___ PASSAGE ___

Cheaters are adults, able to make their own choices in line with their own views, values, and narratives. If their choices don’t align with those of the faithful spouse it is controlling and self-serving for the faithful spouse to position themselves to correct the cheater’s ‘compromised thinking’ when that really means nothing more than the cheater being required to fall back in line with the faithful spouse’s own thinking. I see very little difference between a faithful spouse’s unilateral attempt to ‘help’ a marriage by manipulation like this, and a cheater’s unilateral attempt to manipulate the faithful spouse in order to continue their marriage and their affair.
As for, “We are happier now than we were before the affair”:
1. This is a common claim but a rare reality.
2. Successful reconciliation is dependent on the cheater’s internally driven change, not exposure of the affair.
This isn’t really issue about whether or not a cheater would be outraged about being exposed: it is a question of ethical behavior. One cannot reasonably censure a cheater for their harmful, hurtful, and manipulative actions towards you while engaging in behavior that is similarly harmful, hurtful, and manipulative towards them.
To expose an affair to bring about the end of the affair and engineer the return of the cheater is an incredibly manipulative and self-serving act. To then dress it up as a loving and righteous act for the cheater’s own good is akin to the cheater dressing up their deceit as concerned protection of their spouse’s feelings; both are absurd claims.
You might also find these articles interesting:
The Magical Reconciliation Pixie
The Magic Reconciliation Recipe
I hope that helps! I wish you well.
This is something a little different-when the AP announces everything they know to the world.
My H’s latest AP (I knew about 1 other affair, which we reconciled over, relocated to a different state and he supposedly cut off all contact-NOT)—was in possession of emails, texts, pictures (of him, our daughter, his family- some taken BY ME during this affair timeframe-and “intimate” pics of him), voicemails, etc—and she and her friends/family created blogs about my H and their year long affair.

___ MATERIAL FOR THIS EXERCISE ___

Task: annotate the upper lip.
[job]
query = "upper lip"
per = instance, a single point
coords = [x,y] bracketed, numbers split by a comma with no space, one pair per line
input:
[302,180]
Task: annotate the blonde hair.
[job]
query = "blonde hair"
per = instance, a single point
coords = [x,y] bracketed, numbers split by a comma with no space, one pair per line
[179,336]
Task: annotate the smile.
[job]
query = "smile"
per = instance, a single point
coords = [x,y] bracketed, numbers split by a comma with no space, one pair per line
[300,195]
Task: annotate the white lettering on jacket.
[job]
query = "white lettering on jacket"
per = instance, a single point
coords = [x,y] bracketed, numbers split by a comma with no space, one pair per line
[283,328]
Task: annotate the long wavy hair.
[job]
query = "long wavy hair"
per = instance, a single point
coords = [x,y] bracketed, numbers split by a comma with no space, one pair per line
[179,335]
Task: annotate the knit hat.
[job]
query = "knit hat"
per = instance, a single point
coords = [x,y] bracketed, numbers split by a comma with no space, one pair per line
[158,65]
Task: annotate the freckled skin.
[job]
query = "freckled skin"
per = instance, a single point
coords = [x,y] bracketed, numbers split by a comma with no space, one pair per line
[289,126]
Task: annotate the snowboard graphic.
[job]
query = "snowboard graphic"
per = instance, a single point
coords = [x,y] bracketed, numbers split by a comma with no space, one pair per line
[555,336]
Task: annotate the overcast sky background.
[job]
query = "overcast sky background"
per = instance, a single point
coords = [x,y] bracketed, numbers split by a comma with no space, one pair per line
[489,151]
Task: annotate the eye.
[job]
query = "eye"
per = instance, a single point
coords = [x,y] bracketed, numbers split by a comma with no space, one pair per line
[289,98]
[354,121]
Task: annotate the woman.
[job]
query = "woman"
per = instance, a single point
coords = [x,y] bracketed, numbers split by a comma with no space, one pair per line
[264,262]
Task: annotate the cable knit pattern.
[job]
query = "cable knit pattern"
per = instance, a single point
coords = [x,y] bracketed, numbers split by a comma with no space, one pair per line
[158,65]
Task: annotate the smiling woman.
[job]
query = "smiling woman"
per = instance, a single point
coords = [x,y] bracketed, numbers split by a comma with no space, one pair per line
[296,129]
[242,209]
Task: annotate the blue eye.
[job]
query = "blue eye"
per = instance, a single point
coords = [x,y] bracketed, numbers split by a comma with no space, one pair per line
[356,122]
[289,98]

___

#### REQUIRED WORK
**a)** According to the passage on exposing an affair, what does successful reconciliation depend on?
**b)** Reproduce verbatim the portion of the rows that opens with the line containing "Task: annotate the blue eye." and closes with the last line of the rows.

#### TASK ANSWERS
**a)** It depends on the cheater's internally driven change, not on exposure of the affair.

**b)**
Task: annotate the blue eye.
[job]
query = "blue eye"
per = instance, a single point
coords = [x,y] bracketed, numbers split by a comma with no space, one pair per line
[356,122]
[289,98]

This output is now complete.